Exercise details »
What the task needs is every record repeated exactly, nothing more.

=== Exercise inputs ===

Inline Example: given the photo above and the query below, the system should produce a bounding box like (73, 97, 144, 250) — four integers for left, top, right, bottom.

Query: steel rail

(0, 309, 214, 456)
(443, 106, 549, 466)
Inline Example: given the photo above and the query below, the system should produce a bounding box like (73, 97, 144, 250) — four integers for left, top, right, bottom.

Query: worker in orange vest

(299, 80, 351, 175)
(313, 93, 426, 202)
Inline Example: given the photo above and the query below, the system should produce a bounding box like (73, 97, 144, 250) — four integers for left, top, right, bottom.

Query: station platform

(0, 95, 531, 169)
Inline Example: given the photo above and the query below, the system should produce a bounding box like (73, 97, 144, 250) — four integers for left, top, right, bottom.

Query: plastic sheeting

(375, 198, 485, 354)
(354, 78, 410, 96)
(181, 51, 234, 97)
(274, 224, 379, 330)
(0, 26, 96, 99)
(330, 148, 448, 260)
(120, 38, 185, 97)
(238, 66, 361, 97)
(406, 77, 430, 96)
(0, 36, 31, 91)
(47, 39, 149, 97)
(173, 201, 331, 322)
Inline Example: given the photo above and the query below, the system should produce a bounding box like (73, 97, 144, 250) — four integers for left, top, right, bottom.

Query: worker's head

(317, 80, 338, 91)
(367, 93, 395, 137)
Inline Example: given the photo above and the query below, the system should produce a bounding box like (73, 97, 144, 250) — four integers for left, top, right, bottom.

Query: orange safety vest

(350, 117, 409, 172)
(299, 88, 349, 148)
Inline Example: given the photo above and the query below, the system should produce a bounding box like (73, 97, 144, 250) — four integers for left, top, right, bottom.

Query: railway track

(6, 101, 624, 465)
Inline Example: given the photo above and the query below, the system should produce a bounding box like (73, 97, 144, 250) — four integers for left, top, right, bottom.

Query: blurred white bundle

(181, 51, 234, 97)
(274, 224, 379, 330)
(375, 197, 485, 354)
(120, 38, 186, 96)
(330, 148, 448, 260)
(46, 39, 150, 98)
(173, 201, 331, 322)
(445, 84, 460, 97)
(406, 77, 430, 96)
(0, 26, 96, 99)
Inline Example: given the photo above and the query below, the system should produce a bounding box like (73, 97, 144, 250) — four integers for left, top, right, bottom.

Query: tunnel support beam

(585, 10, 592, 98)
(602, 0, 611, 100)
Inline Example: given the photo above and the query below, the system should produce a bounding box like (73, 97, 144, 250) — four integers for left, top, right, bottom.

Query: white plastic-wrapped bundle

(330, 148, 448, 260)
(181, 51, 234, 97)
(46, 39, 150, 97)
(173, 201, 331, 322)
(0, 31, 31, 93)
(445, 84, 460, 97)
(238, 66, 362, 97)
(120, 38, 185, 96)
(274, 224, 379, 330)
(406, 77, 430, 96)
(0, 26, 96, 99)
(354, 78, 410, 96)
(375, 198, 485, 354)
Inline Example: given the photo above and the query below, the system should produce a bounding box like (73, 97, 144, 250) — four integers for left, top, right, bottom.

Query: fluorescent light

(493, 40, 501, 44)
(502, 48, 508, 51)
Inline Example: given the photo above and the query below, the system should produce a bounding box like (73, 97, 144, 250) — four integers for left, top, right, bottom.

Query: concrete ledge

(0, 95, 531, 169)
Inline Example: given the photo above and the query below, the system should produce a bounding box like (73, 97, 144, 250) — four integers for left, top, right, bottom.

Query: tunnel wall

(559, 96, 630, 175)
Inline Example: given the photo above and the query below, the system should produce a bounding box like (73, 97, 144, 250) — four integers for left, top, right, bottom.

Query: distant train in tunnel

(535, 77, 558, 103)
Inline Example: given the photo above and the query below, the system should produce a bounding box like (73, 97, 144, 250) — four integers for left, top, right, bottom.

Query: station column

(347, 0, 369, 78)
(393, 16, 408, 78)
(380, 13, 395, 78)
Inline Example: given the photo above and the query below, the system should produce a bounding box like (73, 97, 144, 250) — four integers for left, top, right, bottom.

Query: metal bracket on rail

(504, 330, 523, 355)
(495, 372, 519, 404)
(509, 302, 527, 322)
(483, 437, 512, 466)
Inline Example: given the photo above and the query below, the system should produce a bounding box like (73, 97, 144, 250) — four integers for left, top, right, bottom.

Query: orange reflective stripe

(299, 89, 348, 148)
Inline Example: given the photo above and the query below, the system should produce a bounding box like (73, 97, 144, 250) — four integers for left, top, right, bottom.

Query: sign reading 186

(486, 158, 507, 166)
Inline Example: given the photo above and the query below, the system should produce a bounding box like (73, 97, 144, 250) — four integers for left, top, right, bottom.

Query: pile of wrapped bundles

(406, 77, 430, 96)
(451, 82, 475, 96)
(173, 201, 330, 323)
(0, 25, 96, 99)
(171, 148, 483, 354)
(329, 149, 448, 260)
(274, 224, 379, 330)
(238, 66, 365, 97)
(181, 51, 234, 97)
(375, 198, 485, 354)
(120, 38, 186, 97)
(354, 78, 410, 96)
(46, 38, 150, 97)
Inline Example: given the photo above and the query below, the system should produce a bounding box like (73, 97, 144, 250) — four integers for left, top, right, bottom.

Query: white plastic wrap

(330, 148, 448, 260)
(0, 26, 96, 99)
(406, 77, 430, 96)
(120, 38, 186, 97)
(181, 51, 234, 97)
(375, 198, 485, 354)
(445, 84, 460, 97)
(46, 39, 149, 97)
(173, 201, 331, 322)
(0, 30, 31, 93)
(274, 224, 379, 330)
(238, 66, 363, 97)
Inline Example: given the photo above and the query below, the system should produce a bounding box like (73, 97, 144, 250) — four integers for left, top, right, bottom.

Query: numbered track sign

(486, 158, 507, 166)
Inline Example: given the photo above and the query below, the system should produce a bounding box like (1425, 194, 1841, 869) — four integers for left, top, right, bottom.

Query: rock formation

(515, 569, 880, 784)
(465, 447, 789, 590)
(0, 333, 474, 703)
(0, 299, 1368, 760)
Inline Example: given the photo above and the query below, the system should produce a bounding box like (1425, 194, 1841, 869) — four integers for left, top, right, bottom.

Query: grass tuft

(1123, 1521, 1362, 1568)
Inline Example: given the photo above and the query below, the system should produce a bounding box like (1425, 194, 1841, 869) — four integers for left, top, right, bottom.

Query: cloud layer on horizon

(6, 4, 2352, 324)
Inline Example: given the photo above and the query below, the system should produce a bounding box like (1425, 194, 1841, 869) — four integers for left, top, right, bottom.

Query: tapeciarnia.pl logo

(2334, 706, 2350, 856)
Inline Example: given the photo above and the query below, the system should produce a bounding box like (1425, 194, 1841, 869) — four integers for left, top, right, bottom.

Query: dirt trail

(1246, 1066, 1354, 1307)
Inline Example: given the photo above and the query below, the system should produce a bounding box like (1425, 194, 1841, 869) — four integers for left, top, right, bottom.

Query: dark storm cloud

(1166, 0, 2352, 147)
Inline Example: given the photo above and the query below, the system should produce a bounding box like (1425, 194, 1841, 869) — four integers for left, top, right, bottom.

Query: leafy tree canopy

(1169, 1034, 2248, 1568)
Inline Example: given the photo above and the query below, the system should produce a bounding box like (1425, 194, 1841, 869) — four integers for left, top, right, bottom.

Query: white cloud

===

Answer to this problem »
Inline Example: given the photo above and the query below, the system should produce a bounding box like (73, 97, 144, 250) — four integers for left, top, right, bottom.

Query: steel rail

(0, 309, 214, 456)
(443, 106, 549, 466)
Inline Example: given the photo above and the query below, the system should produce a bounding box like (73, 97, 144, 250) — four integers for left, top, right, bottom.

Query: worker in orange vest

(299, 80, 351, 175)
(313, 93, 426, 202)
Inline Example: given the photo above and the query below, the system should produce a bounding box like (73, 97, 144, 250) — four integers for left, top, right, bottom.

Query: station platform

(0, 95, 531, 169)
Inline Example: given the photo above and the query below, the system should produce a bounding box like (73, 97, 144, 250) — four integers for left, top, right, bottom.

Query: plastic sheeting

(375, 198, 485, 354)
(354, 78, 410, 96)
(181, 51, 234, 97)
(274, 224, 379, 330)
(0, 26, 96, 99)
(330, 148, 448, 260)
(120, 38, 185, 97)
(238, 66, 361, 97)
(406, 77, 430, 96)
(0, 36, 31, 91)
(47, 39, 149, 97)
(173, 201, 331, 322)
Inline Example: given the photo above and the query below, the system should produce a bounding box like (73, 97, 144, 250) — four integers for left, top, right, bottom.

Query: worker's head

(317, 80, 338, 91)
(367, 93, 395, 137)
Inline Example: given the photo above and the query below, the system should produce a bounding box like (73, 97, 144, 250) — four integers for left, top, right, bottom.

Query: orange safety vest

(350, 117, 409, 172)
(299, 88, 349, 148)
Inline Example: given the photo above and the query below, the system should produce a bounding box like (73, 97, 144, 250) — four integers for left, top, right, bottom.

Query: railway track

(6, 101, 624, 465)
Inline Example: given the photo above and the query below, the system should produce a bounding box like (73, 97, 144, 250) — four integers for left, top, right, bottom.

Query: blurred white bundle

(181, 51, 234, 97)
(274, 224, 379, 330)
(375, 197, 485, 354)
(120, 38, 186, 96)
(330, 148, 448, 260)
(46, 39, 150, 98)
(173, 201, 331, 322)
(445, 84, 460, 97)
(406, 77, 430, 96)
(0, 26, 96, 99)
Inline Example: given the photo above and the query below, the system should produce a bounding box like (73, 97, 144, 250) — four integers for left, top, right, bottom.

Query: tunnel support beam

(585, 10, 592, 98)
(602, 0, 611, 100)
Inline Example: given the photo above and the query below, the system should produce a bounding box like (73, 97, 144, 250) — four integers for left, top, right, bottom.

Query: white plastic-wrapped bundle

(330, 148, 448, 260)
(181, 51, 234, 97)
(46, 39, 150, 97)
(173, 201, 331, 322)
(0, 31, 31, 93)
(445, 84, 460, 97)
(238, 66, 362, 97)
(120, 38, 185, 96)
(274, 224, 379, 330)
(406, 77, 430, 96)
(0, 26, 96, 99)
(354, 78, 410, 96)
(375, 198, 485, 354)
Inline Example: given the photo above and the query below, the system should produce a bounding box like (73, 97, 144, 250) — four integers for left, top, right, bottom.

Query: fluorescent light

(493, 40, 501, 44)
(502, 48, 508, 51)
Inline Example: given the photo above and the query below, the system should produce a bounding box like (73, 97, 144, 250) — four integers for left, top, right, bottom.

Query: concrete ledge

(0, 95, 531, 169)
Inline Example: given the photo above and the query below, the system should produce a bounding box like (73, 97, 144, 250) — four integers for left, top, right, bottom.

Query: tunnel wall

(559, 96, 630, 175)
Inline Example: given the photo above and the query below, the system should produce a bounding box like (73, 97, 144, 250) — four integers for left, top, right, bottom.

Query: distant train in tunnel

(535, 77, 558, 103)
Inline Example: given the photo above and the query below, the system should produce a bounding box like (73, 97, 144, 250) — four integers for left, top, right, bottom.

Query: station column

(347, 0, 369, 78)
(393, 16, 408, 78)
(380, 13, 395, 78)
Inline Example: given the photo above and the query below, the system should produce a bounding box like (73, 97, 144, 250) — four integers for left, top, right, bottom.

Query: metal bracket on rail

(504, 330, 523, 355)
(495, 372, 519, 404)
(509, 302, 527, 322)
(483, 437, 512, 466)
Inline Example: given the photo above and the query below, the system should produce a bounding box like (73, 97, 144, 250) — four integers for left, top, right, bottom.

Query: orange reflective stripe

(299, 89, 348, 148)
Inline Example: given the photo above and the query below, the system should produce a bounding box like (73, 97, 144, 250) — four integers for left, top, right, bottom.

Query: sign reading 186

(486, 158, 507, 166)
Inline Example: given the photo above and the query below, the system should produce a bounding box like (73, 97, 144, 250) — four integers for left, top, right, bottom.

Query: pile of wrapped bundles

(406, 77, 430, 96)
(451, 82, 475, 96)
(173, 201, 330, 323)
(0, 25, 96, 99)
(171, 148, 483, 354)
(329, 149, 448, 260)
(274, 224, 379, 330)
(238, 66, 365, 97)
(181, 51, 234, 97)
(375, 198, 485, 354)
(120, 38, 186, 97)
(354, 78, 410, 96)
(46, 38, 150, 97)
Inline Example: given the photo above and the query below, the system should produce a bounding box like (73, 97, 144, 250) — four integers for left, top, right, bottom.

Query: white plastic wrap

(330, 148, 448, 260)
(0, 26, 96, 99)
(406, 77, 430, 96)
(120, 38, 186, 97)
(181, 51, 234, 97)
(375, 198, 485, 354)
(445, 84, 460, 97)
(46, 39, 149, 97)
(173, 201, 331, 322)
(0, 30, 31, 93)
(274, 224, 379, 330)
(238, 66, 363, 97)
Inline Example: given the photo above and the query below, the system should produce a bounding box like (73, 97, 144, 250) — four integers for left, top, right, bottom.

Query: numbered track sign

(486, 158, 507, 166)
Inline Example: given the photo above and the query below, the system should produce a bounding box like (1425, 194, 1841, 869) — four integers for left, top, right, bottom.

Query: rock formation

(515, 569, 880, 784)
(465, 447, 789, 590)
(0, 333, 474, 703)
(0, 299, 1368, 760)
Inline Example: given the photo above and the query below, the system should produce a bounding box like (1425, 194, 1841, 869) — four integers for left, top, right, bottom.

Query: grass tuft

(1123, 1521, 1362, 1568)
Inline Example: given the photo above and the query below, the system should produce a bounding box like (1425, 194, 1841, 869) — four integers for left, top, right, bottom.

Query: cloud layer on horizon

(6, 4, 2352, 324)
Inline Example: given the photo above and the query below, the system should produce a bounding box like (1425, 194, 1841, 869) — four integers for left, top, right, bottom.

Query: tapeciarnia.pl logo

(2334, 706, 2350, 856)
Inline Example: given the photo above and the query below, the system should produce a bounding box like (1425, 194, 1841, 869) — four integers for left, top, right, bottom.

Query: dirt trail

(1246, 1066, 1354, 1307)
Inline Example: given the photo above and the query below, the system should produce a bounding box like (1425, 194, 1841, 869) — four integers for left, top, right, bottom.

Query: dark storm cloud

(1166, 0, 2352, 147)
Inline Example: given the photo above and the query below, the system should produce a bounding box like (1425, 194, 1841, 869) — four integers for left, top, right, bottom.

Query: leafy tree canopy

(1169, 1034, 2248, 1568)
Inline Example: given the photo above and the query below, the system should produce a bounding box like (1425, 194, 1841, 869) — four integers for left, top, right, bottom.

Query: white cloud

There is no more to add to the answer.